INFORMATION SUPPLIED
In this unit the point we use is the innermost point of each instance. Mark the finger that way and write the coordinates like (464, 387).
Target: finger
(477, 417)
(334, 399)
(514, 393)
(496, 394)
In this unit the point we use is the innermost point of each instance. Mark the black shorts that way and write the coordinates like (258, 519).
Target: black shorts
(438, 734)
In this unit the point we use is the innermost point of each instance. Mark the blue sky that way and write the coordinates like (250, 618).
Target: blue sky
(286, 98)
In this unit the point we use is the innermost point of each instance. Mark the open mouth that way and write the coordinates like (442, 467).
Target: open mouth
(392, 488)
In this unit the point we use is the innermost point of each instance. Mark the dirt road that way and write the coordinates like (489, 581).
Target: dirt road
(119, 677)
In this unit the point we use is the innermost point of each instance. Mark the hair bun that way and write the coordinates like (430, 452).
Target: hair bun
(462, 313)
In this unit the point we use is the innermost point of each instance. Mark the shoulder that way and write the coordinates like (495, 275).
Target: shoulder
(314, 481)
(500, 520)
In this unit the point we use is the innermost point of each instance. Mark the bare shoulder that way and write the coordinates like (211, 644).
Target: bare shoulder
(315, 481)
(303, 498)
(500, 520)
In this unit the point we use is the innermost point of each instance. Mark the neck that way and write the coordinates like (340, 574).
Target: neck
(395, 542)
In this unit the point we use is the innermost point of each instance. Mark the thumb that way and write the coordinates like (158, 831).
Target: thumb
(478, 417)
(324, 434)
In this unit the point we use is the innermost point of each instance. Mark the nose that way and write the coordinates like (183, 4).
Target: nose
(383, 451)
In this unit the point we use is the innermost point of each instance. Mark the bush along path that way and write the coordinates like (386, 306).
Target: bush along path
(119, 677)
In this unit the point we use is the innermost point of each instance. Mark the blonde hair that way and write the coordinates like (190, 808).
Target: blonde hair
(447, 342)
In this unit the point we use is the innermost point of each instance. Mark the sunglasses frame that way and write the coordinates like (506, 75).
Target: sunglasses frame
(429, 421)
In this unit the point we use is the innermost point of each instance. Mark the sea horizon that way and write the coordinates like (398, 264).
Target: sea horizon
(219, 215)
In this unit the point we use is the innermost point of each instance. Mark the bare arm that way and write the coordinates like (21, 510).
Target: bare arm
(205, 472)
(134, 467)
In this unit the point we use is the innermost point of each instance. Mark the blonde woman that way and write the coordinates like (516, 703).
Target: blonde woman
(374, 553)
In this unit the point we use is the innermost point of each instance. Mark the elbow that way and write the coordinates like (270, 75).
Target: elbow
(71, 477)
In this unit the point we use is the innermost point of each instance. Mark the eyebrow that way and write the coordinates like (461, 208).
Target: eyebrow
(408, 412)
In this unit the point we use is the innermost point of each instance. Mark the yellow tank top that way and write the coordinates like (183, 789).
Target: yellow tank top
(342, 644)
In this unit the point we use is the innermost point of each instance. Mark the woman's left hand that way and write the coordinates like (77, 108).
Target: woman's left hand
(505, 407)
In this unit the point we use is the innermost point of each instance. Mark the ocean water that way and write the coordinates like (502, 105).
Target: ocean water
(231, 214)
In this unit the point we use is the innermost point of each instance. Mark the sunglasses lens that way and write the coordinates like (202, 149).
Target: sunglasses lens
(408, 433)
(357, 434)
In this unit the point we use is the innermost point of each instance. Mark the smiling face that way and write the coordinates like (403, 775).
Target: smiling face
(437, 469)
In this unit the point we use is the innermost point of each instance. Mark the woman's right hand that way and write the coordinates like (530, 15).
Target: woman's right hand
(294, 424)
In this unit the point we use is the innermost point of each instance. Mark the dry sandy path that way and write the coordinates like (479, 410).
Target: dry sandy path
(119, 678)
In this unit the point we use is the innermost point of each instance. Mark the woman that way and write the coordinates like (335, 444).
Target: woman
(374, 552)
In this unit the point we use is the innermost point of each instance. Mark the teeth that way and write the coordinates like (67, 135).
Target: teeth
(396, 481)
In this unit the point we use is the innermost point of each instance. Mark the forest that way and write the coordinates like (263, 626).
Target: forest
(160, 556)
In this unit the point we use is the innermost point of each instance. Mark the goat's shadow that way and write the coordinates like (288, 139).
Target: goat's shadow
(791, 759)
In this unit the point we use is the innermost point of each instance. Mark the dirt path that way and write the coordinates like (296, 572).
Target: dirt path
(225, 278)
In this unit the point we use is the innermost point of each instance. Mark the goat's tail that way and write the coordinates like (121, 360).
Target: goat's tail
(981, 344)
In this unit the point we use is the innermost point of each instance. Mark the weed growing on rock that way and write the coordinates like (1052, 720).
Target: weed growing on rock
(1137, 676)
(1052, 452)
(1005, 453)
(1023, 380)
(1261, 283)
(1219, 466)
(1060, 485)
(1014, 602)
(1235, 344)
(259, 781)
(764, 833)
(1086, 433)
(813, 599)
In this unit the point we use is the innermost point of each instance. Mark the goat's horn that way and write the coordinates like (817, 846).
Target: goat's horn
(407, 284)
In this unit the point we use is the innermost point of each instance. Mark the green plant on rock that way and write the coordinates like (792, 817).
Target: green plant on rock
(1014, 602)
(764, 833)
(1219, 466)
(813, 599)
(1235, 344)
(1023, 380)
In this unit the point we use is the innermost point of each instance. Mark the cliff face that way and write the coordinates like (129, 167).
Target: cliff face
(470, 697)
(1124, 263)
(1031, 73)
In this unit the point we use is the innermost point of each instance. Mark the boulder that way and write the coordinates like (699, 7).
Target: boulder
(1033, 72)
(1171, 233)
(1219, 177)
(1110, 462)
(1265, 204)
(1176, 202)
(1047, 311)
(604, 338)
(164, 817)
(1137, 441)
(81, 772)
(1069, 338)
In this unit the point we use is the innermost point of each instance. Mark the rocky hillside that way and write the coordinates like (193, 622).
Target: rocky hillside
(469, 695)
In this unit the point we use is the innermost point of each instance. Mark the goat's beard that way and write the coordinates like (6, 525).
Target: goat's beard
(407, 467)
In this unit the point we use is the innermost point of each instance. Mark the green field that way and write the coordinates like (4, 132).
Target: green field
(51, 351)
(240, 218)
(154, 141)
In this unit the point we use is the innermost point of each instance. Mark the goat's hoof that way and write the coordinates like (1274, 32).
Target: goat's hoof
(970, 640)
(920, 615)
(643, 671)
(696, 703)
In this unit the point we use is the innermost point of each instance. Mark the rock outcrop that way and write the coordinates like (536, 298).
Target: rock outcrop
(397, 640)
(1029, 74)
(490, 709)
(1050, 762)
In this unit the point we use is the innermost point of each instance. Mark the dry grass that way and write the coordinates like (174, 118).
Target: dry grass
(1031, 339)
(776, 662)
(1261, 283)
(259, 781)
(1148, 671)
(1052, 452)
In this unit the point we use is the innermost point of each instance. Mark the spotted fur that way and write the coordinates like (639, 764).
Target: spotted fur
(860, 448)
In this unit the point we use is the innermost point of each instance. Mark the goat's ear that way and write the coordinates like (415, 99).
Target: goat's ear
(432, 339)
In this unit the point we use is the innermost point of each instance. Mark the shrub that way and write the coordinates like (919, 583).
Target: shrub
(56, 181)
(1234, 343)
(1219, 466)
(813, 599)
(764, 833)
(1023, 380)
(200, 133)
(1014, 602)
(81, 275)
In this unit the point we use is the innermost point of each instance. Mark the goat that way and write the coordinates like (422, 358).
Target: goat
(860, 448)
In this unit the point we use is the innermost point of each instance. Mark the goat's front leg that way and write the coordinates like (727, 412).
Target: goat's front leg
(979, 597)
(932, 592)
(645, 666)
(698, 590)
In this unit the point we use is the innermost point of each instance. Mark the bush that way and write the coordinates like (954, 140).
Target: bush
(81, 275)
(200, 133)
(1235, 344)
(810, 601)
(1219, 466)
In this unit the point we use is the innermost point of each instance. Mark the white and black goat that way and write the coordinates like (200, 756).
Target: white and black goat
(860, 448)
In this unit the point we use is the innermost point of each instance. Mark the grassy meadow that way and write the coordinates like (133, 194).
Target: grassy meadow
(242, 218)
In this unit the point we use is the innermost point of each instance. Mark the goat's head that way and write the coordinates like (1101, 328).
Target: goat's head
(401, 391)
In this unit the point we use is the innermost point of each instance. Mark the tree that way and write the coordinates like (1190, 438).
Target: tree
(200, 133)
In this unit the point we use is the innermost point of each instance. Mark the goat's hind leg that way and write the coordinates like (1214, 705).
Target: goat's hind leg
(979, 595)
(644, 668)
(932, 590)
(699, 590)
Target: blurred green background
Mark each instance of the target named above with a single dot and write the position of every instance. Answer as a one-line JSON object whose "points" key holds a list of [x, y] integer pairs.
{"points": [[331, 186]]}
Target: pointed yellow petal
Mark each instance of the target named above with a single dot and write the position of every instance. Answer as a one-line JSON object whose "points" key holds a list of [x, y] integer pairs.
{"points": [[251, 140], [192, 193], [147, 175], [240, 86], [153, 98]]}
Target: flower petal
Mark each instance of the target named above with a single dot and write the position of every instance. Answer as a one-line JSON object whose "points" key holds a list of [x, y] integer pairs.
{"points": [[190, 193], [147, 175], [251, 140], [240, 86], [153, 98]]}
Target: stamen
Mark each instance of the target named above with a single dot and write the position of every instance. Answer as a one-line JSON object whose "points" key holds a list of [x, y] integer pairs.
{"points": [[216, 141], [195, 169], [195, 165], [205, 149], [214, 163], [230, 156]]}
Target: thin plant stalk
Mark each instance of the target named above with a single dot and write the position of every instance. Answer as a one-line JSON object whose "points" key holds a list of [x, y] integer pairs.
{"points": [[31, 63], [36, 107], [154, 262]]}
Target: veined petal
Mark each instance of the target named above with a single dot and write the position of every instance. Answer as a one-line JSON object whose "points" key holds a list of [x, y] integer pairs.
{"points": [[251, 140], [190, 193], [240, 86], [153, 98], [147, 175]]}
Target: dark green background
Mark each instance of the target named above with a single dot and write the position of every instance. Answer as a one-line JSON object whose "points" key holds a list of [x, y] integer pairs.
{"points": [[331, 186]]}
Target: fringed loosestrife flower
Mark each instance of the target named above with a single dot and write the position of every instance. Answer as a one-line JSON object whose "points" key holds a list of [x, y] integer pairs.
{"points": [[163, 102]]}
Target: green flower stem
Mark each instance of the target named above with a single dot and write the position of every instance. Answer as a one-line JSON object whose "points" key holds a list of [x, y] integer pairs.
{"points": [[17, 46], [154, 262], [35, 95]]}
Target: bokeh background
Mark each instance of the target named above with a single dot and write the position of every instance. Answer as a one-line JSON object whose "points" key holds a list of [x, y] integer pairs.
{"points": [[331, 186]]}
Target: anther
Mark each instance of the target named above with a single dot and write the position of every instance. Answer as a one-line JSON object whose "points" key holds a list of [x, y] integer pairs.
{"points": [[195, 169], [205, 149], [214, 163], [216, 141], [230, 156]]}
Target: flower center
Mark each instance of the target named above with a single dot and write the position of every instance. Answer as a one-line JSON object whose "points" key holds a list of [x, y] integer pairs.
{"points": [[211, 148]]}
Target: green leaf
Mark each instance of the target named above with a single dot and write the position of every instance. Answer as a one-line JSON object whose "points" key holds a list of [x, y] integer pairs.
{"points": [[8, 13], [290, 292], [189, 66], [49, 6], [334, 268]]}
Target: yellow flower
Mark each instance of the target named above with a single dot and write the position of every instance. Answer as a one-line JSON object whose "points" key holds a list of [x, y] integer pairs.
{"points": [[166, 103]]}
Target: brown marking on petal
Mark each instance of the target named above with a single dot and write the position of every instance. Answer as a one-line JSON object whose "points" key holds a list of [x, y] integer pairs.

EXERCISE TASK
Find the line with "Target: fringed loosestrife flower" in the listing above, then write out that line and each remaining line exactly, with no other text.

THE OUTPUT
Target: fringed loosestrife flower
Mark each instance of the target named above with a single dot and write the position of every instance. Answer as a one-line JSON object whose "points" key holds a list of [x, y] integer pairs.
{"points": [[163, 102]]}
Target: green flower stem
Mark each instance of the target named above with a single dot and write the position of every instance. Answer as a one-line JSON object whose "points" key holds a list of [x, y] integer pairs.
{"points": [[17, 46], [154, 262], [35, 95]]}
Target: bokeh background
Mark each instance of the target named above with a single dot and write the position of every instance. Answer as a one-line JSON object whose "points" key holds a list of [x, y] integer pairs.
{"points": [[331, 186]]}
Target: anther
Mark each instance of the target named above with a single dot and write the position of every instance. Answer as a one-line JSON object whose "points" key holds a list of [x, y] integer pairs.
{"points": [[195, 169], [205, 149], [214, 163], [216, 141], [230, 156]]}
Target: flower center
Mark each instance of the target named above with a single dot and write the position of every instance. Answer as a one-line JSON object whose "points" key holds a list of [x, y] integer pairs.
{"points": [[211, 148]]}
Target: green leaf
Mark each instance of the target named above with a single dot and write the position of every instance. Answer as a one-line JSON object whose "points" key holds a list of [x, y] integer pairs.
{"points": [[8, 13], [290, 292], [189, 66], [49, 6], [334, 268]]}
Target: yellow flower
Mark each instance of the target named above with a single dot and write the position of every instance. Answer as a one-line JSON object whose "points" key holds a list of [x, y] integer pairs.
{"points": [[166, 103]]}
Target: brown marking on petal
Mark each instance of the target named above with a single dot and write the position of every instance. Answer as a one-line JSON object whose "points" key holds a list of [x, y] integer pairs.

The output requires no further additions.